● **Point annotation dataset items**
========

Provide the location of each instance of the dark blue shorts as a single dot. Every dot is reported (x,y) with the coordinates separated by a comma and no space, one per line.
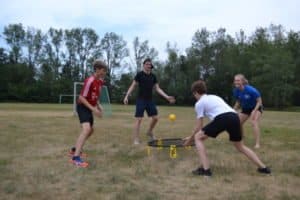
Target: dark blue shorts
(229,122)
(85,114)
(142,105)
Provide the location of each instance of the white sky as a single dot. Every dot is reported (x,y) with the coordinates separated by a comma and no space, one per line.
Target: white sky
(158,21)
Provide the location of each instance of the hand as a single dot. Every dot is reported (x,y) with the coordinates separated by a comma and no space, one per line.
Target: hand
(188,141)
(171,99)
(97,112)
(100,107)
(125,101)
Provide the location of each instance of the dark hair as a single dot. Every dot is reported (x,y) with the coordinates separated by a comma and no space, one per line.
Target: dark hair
(199,87)
(148,60)
(99,64)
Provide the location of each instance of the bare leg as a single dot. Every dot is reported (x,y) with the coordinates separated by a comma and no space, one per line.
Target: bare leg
(199,138)
(255,125)
(249,153)
(153,122)
(136,133)
(85,133)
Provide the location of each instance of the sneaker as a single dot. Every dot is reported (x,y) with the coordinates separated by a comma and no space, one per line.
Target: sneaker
(72,152)
(78,162)
(136,142)
(202,172)
(265,170)
(151,136)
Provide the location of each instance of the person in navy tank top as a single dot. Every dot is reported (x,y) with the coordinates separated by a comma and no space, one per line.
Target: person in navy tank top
(249,100)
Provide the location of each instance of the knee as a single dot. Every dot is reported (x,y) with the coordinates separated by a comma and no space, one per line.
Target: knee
(254,122)
(139,121)
(155,119)
(87,130)
(239,146)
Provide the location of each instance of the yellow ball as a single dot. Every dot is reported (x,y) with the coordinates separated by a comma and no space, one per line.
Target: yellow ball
(172,117)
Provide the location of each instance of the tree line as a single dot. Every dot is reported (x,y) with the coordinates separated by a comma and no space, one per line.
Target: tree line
(37,66)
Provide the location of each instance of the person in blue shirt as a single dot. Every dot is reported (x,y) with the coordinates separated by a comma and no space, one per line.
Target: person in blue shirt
(249,100)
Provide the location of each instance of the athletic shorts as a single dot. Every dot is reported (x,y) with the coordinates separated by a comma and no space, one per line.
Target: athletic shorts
(248,111)
(142,105)
(85,114)
(229,122)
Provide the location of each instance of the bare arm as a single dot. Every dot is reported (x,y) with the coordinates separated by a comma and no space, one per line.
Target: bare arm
(171,99)
(130,89)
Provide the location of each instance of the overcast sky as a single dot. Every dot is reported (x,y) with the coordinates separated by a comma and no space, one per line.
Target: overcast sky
(158,21)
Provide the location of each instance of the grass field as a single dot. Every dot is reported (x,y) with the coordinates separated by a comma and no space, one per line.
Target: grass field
(35,139)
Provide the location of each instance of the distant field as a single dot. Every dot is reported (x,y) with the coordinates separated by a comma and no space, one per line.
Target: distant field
(35,138)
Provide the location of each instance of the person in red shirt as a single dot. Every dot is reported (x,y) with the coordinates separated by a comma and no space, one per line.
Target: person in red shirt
(87,105)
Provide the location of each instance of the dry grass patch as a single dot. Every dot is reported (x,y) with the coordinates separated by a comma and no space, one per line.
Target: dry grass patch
(35,138)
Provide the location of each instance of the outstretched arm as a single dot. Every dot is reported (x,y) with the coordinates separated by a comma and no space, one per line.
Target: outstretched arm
(130,89)
(171,99)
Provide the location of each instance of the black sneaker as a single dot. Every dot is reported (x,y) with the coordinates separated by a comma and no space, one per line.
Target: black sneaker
(202,172)
(265,170)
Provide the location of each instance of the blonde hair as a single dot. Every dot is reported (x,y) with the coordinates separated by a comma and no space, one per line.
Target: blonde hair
(243,78)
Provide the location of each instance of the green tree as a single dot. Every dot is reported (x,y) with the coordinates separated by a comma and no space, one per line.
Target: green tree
(15,35)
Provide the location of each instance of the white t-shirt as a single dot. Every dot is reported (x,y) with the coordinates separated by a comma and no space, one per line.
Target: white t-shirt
(211,106)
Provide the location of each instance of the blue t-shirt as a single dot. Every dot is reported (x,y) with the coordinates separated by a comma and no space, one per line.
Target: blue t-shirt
(247,97)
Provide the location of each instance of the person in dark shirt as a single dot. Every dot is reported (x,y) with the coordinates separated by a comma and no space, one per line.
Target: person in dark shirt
(146,81)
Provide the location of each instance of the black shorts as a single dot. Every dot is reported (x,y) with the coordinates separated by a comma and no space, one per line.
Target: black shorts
(248,111)
(229,122)
(142,105)
(85,114)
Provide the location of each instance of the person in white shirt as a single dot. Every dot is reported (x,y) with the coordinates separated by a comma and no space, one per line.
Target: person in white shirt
(223,118)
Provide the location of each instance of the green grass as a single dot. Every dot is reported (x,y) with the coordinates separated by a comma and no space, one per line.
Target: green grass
(35,138)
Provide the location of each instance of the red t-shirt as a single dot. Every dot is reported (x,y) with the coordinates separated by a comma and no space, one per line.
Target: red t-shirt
(91,90)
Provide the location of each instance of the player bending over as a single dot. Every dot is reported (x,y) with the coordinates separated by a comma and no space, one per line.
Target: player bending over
(223,118)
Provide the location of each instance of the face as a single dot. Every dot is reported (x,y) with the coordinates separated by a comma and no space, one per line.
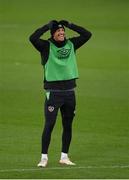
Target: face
(59,35)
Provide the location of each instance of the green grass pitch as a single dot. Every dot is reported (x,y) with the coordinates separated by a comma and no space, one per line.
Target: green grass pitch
(100,145)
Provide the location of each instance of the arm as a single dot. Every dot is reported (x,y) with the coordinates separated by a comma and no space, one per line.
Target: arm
(79,40)
(38,43)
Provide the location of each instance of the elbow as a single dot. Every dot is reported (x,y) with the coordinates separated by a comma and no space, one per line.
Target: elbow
(31,38)
(89,35)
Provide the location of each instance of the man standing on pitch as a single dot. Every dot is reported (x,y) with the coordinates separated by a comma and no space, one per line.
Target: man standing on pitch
(60,73)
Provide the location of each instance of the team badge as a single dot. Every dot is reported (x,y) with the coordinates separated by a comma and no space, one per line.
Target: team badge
(50,108)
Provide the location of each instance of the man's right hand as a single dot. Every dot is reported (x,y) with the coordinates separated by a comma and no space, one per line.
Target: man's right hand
(50,24)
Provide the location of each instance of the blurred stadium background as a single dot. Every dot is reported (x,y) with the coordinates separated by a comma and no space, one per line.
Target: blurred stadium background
(101,128)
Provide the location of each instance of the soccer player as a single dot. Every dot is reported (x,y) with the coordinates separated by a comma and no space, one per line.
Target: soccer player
(58,57)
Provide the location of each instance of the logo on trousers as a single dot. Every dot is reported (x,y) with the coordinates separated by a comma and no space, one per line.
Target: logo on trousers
(50,108)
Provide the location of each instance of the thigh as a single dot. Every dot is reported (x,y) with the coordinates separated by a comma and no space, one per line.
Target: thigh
(69,106)
(52,104)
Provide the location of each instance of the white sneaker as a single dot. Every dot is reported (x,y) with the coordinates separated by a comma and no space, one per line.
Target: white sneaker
(43,163)
(67,162)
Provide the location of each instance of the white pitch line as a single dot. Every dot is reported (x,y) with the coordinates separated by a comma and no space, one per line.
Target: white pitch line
(67,168)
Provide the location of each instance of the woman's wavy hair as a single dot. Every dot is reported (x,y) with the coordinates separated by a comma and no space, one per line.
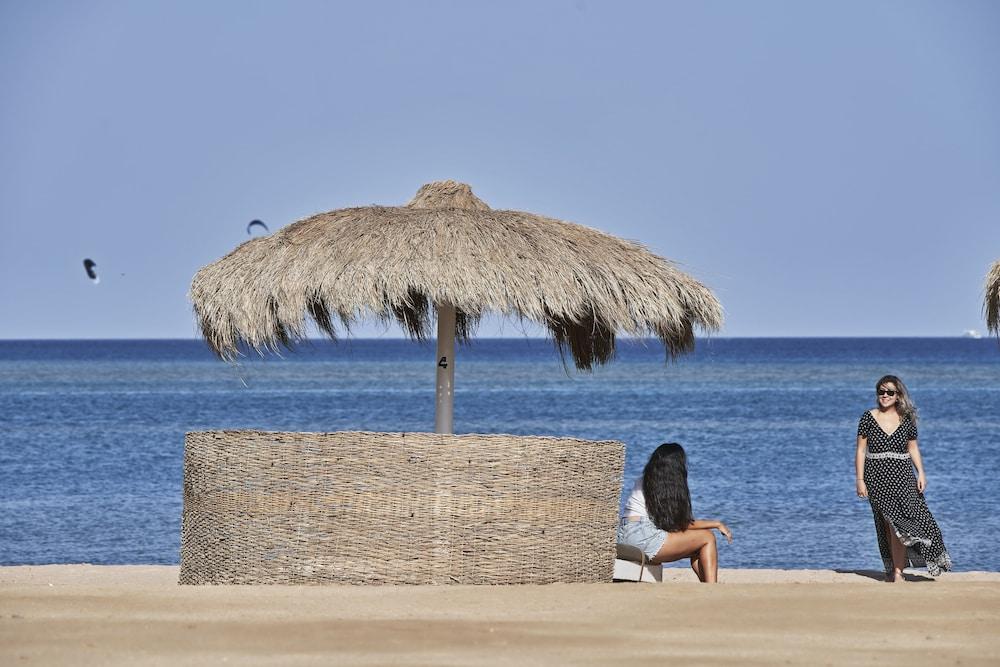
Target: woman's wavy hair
(664,483)
(904,404)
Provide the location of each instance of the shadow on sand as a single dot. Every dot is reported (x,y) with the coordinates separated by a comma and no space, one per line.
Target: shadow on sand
(878,575)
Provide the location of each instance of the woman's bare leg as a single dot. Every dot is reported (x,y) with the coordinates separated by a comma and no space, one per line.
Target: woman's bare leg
(898,553)
(696,544)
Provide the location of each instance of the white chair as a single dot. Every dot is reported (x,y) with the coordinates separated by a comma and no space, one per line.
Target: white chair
(631,564)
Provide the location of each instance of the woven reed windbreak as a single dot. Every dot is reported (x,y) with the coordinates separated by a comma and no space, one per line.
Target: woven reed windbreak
(397,508)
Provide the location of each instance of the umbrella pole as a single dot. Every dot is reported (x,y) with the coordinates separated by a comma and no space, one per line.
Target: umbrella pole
(443,422)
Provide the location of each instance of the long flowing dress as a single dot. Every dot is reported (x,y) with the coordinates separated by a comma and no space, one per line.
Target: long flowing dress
(893,495)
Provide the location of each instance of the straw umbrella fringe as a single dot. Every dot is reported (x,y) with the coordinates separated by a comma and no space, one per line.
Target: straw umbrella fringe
(992,304)
(447,247)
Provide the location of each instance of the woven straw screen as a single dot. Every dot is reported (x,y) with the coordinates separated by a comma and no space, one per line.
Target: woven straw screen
(397,508)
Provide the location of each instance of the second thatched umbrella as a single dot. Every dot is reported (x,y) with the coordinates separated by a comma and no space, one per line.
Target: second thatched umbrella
(992,303)
(446,251)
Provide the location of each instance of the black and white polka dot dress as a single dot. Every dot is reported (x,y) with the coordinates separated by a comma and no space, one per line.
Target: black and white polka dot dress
(893,495)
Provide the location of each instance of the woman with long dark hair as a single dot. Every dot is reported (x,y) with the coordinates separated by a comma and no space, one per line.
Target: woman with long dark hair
(884,460)
(657,517)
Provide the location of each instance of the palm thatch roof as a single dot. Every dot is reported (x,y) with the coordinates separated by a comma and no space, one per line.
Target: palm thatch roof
(992,304)
(447,246)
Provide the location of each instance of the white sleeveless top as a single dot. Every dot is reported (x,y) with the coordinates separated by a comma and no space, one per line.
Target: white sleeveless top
(636,503)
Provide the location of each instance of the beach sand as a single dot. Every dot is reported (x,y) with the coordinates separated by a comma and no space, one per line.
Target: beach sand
(84,614)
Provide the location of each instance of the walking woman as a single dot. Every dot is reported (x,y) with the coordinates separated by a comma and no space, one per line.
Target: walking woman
(886,455)
(657,516)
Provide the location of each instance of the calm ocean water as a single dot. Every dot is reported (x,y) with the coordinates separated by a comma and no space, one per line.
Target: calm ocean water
(92,432)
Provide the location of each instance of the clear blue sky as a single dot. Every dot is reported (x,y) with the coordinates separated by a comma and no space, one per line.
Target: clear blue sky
(827,168)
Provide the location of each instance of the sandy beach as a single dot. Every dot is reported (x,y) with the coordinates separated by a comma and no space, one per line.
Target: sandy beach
(83,614)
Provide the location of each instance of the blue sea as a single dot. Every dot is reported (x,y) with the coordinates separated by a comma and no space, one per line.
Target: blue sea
(92,432)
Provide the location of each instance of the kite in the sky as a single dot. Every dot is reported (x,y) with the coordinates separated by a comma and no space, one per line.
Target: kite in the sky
(255,223)
(90,266)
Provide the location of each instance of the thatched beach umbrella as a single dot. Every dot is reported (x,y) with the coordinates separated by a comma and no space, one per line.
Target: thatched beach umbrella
(446,251)
(992,304)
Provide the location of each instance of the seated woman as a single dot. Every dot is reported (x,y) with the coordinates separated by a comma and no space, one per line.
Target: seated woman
(657,516)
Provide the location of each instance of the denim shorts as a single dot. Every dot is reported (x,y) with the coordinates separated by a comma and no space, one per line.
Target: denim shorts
(642,534)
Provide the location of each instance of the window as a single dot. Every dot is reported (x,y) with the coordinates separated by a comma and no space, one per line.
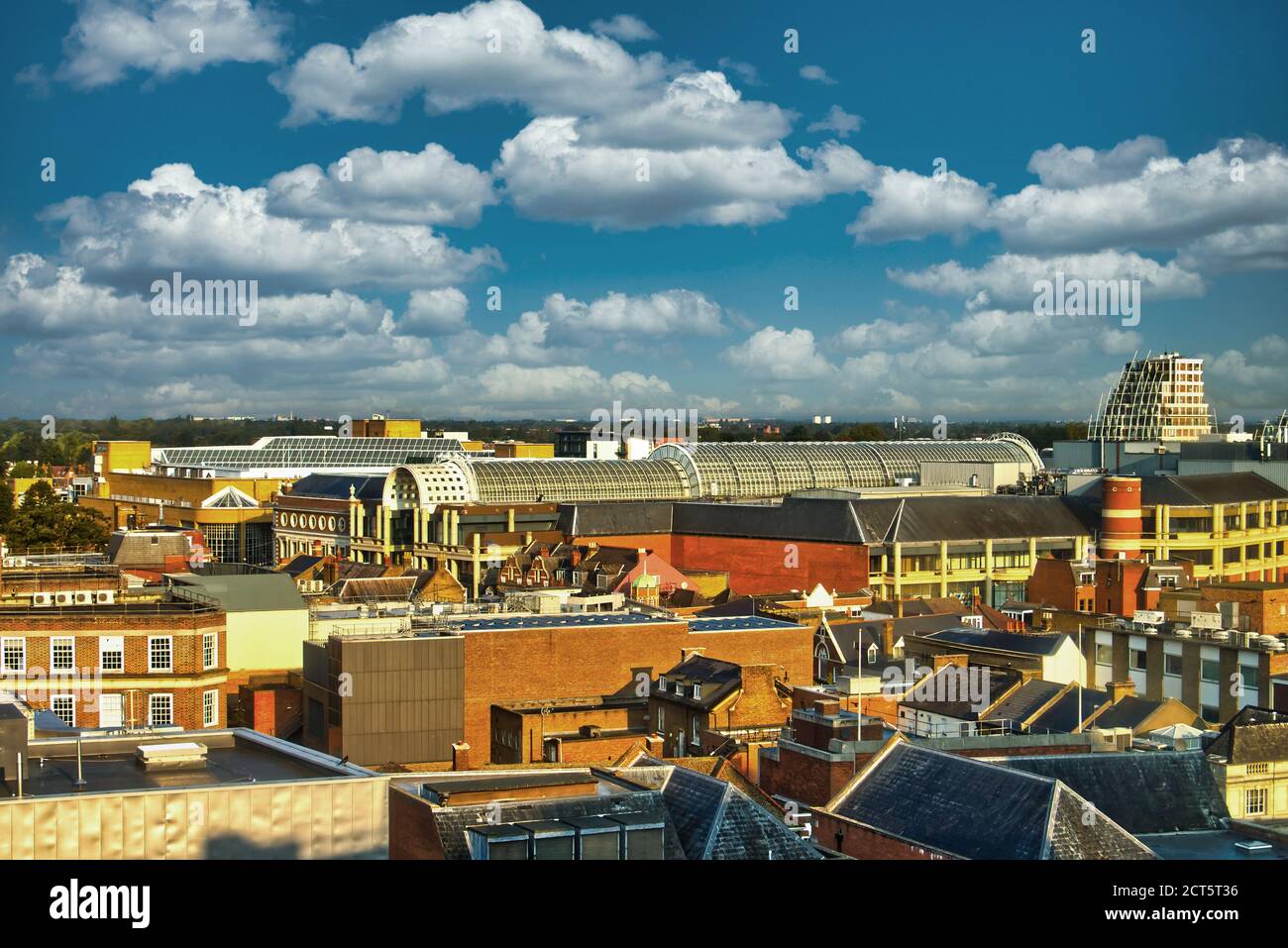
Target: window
(63,706)
(160,710)
(159,653)
(111,653)
(62,653)
(1254,801)
(13,655)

========

Quote the stretch from the line containing "Provide the location of each instance of the denim" through the end of the items, leaving out the pictures.

● **Task solution**
Provide the location of each instance of the denim shorts as a single dot. Every dot is reported (x,y) with the coordinates separated by a comma and no space, one per line.
Target: denim shorts
(642,534)
Provide the location of each instance of the window as a single dot. Every dot is reported (x,y) with the coordinates separated by a comma and no space, one per line.
Target: window
(63,706)
(160,710)
(159,653)
(111,653)
(62,653)
(1254,801)
(13,655)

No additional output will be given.